[START]

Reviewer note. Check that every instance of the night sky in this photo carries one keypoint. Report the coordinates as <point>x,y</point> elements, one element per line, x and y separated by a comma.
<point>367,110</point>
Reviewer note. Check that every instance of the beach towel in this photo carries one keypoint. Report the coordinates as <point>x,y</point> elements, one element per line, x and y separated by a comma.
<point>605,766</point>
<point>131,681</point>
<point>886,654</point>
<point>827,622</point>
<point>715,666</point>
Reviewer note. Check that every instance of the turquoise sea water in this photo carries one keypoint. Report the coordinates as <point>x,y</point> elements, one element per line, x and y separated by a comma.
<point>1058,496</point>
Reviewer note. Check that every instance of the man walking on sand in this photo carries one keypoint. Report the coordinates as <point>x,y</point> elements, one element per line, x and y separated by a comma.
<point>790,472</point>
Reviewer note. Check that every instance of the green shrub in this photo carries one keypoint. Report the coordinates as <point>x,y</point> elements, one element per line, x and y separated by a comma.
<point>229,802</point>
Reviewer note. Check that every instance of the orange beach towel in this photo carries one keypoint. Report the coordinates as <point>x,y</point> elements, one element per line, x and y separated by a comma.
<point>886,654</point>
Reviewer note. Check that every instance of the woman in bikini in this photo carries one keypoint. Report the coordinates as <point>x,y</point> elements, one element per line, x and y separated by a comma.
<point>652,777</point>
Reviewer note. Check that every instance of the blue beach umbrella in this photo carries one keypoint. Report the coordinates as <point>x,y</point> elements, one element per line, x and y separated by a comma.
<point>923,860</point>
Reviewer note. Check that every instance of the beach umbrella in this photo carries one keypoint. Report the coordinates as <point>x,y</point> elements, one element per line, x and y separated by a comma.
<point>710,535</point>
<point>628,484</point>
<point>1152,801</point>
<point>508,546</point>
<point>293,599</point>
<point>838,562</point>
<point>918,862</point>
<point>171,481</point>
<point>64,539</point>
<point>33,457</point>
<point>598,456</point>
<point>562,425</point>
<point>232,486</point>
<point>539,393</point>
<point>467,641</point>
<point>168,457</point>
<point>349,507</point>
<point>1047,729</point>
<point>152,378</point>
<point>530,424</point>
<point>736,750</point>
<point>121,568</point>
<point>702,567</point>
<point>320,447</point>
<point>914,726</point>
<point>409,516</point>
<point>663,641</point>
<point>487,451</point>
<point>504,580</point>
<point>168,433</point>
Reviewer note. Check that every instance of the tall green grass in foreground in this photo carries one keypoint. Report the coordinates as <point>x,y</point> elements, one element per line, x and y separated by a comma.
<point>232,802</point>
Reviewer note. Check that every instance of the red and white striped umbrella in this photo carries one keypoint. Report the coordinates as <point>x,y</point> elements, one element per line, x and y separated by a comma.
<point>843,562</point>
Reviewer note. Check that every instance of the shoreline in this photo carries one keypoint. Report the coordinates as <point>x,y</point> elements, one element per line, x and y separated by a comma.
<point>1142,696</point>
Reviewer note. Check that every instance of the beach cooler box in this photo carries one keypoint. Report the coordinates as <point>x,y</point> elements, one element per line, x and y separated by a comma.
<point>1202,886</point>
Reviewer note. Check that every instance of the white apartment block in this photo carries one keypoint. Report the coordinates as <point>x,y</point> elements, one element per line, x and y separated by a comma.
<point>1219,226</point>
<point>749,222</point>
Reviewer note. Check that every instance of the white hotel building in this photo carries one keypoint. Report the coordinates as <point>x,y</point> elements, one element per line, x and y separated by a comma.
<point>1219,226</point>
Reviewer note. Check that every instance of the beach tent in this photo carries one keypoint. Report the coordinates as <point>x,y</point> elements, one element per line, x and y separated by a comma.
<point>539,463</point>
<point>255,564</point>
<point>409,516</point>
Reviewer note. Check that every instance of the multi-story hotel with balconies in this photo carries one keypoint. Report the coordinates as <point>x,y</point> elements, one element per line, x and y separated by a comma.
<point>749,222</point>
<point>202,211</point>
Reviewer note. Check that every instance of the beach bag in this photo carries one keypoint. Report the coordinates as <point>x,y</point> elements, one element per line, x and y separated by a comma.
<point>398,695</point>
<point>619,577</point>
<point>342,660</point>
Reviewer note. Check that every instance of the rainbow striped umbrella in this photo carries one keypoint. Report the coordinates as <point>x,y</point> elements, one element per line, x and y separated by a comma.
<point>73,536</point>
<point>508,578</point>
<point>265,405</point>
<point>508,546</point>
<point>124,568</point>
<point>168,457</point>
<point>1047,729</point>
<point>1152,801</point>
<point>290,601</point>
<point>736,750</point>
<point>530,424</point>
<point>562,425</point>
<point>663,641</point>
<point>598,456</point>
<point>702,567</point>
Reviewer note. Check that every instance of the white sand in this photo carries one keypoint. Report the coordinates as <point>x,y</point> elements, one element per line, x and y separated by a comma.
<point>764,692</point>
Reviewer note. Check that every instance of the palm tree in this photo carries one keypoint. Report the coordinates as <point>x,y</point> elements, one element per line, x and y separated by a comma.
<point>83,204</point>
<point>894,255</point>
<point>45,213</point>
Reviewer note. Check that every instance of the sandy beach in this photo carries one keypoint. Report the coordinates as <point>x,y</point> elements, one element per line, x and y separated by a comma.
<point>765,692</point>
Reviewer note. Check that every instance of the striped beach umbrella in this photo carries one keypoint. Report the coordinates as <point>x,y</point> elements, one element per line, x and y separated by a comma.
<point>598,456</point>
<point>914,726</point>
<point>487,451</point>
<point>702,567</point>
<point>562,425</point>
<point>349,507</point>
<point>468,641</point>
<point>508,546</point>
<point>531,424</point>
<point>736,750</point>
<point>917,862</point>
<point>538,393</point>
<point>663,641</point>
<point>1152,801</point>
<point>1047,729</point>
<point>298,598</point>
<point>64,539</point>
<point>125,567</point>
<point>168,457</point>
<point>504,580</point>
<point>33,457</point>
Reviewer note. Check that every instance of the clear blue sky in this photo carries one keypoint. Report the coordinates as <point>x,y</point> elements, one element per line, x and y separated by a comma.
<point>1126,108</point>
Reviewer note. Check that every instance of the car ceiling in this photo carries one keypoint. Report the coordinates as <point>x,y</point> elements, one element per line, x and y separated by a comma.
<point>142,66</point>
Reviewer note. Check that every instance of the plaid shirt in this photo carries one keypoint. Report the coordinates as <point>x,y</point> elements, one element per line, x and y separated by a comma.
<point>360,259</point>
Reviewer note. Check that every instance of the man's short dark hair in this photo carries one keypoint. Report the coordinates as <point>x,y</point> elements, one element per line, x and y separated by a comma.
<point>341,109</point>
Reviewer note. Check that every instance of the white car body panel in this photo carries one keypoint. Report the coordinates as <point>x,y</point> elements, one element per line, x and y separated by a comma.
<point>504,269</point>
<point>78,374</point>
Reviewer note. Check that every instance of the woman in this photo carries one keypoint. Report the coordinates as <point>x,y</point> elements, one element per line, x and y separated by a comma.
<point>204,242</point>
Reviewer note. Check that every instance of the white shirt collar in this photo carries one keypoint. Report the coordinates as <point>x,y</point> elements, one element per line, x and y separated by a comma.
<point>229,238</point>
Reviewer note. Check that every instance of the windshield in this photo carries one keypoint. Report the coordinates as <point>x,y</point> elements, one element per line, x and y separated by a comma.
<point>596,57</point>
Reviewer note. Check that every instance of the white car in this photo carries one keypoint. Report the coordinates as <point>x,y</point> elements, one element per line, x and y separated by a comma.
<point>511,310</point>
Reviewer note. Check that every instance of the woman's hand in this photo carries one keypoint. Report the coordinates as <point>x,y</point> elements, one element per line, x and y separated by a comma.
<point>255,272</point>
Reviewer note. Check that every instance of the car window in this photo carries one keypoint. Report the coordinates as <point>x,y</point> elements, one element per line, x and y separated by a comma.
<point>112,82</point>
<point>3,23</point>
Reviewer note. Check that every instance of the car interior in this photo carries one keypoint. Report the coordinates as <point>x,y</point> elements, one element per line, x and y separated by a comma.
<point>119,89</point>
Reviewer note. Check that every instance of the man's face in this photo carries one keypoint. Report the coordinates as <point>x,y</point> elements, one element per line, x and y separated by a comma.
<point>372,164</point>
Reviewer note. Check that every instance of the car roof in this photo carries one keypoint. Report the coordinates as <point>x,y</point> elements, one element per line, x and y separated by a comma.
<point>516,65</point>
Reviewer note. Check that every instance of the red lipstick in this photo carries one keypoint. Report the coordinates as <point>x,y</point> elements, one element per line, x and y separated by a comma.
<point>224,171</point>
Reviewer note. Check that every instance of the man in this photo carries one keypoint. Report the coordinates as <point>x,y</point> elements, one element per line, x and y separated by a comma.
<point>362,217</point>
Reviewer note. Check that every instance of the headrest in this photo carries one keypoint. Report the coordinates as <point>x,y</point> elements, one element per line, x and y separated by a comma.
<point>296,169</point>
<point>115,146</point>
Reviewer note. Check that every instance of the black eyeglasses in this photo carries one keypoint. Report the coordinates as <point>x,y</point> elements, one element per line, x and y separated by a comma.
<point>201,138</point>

[END]

**What this task involves**
Recast the records starting at the line that contains "Reviewer note. Check that every instance of the headrest" and ending at the line that contains "<point>115,146</point>", both included, as a JSON list of strings with one string per line and blank lines left out.

**Answer below**
[
  "Reviewer note. Check that every instance of the headrest in this photo carries one keypoint. Report the coordinates as <point>x,y</point> elements, one element per line, x and y separated by a comma.",
  "<point>296,169</point>",
  "<point>115,146</point>"
]